[Set task]
Render every line of the entries below as a JSON list of strings, one string per line, omitting blank lines. Leave the pictures out of the list.

[Information given]
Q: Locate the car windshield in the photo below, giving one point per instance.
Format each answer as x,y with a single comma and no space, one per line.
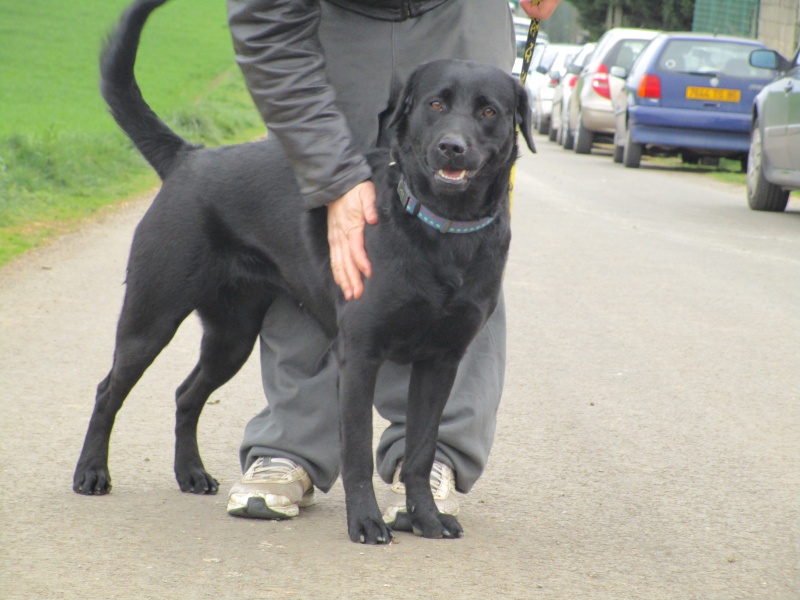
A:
624,53
710,57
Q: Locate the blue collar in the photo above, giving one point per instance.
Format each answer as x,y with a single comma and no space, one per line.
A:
413,207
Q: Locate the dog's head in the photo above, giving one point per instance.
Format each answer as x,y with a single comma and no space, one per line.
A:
457,121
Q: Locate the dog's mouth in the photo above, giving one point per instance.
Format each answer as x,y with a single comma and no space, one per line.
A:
454,175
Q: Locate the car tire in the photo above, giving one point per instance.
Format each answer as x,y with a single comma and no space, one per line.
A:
631,152
761,194
688,158
567,138
541,125
583,138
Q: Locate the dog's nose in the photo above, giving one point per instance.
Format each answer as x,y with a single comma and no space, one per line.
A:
452,145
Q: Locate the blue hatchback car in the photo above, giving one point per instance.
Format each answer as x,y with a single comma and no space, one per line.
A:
689,94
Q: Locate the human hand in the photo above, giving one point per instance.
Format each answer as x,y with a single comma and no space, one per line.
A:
540,11
347,217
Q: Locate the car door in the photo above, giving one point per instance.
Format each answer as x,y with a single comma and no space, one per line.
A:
792,89
774,119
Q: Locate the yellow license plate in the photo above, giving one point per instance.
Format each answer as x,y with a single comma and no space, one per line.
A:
714,94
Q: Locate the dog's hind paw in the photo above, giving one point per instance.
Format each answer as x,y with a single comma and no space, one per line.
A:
91,482
197,481
437,526
370,531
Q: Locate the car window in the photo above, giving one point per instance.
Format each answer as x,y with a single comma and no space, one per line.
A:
710,57
623,53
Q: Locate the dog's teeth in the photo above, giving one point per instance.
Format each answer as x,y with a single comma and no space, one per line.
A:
450,174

[Complete response]
[
  "Q: Locate the car windshield in the photo below, giving one point per instance.",
  "Format each answer as x,y with a single comma and no space, one per line.",
  "A:",
  "624,53",
  "710,57",
  "Q: Locate the blue collar in the photo above, giving one point per instance.",
  "Format each answer as x,y with a single comma and no space, one per line.",
  "A:",
  "413,207",
  "Q: Locate the dog's head in the photo above, giving one point per instance.",
  "Format each answer as x,y with a single comma and no space, one per line.",
  "A:",
  "457,121",
  "Q: Locate the dog's mouth in the photo above, giving one point per instance.",
  "Format each answer as x,y with a single comma and no space, one per line.",
  "A:",
  "454,175",
  "Q: Locate the car tire in the photo above, giving one point per instance.",
  "Format each answer as x,y with a single comma and no space, one per line.",
  "A:",
  "631,152",
  "761,194",
  "688,158",
  "567,138",
  "541,125",
  "583,138",
  "Q: Locate the dog's nose in the photo above, giving one point per instance.",
  "Format each answer as x,y with a single comma and no space, one per line.",
  "A:",
  "452,145",
  "Q: Locate the blue hatchback car in the photo above, giving one point per instance.",
  "Format each answer as x,y with a single comma and no space, one per line.",
  "A:",
  "689,94",
  "Q: Locate the human hand in the photo above, giving one point per instance.",
  "Format each answer as x,y with a single comma and no space, one per line.",
  "A:",
  "540,11",
  "347,217",
  "Q: Locate the car door in the photo above, giving one point per instance.",
  "Format each answer as x,y with a single comma and no space, one per line.",
  "A:",
  "792,89",
  "774,119",
  "Q: Locate the yellow license plate in the photo above, giving one point per instance.",
  "Format each answer as x,y with a single comma and no space, one per line.",
  "A:",
  "714,94",
  "Q: Locate the dog's hind paw in the photo above, giving one point per instance.",
  "Format each answer as x,y with a single comma and no space, one per line.",
  "A:",
  "91,482",
  "197,481",
  "437,526",
  "370,531",
  "Q: Locate the car window in the photo above, giving one point per instance.",
  "Format each answer as x,y with a single comma and no space, one per line.",
  "A:",
  "710,57",
  "623,53",
  "Q: Locate the dog's teeth in the photo above, giving one point per instance.",
  "Format each answer as x,y with a single comma and no space, one per line.",
  "A:",
  "450,174"
]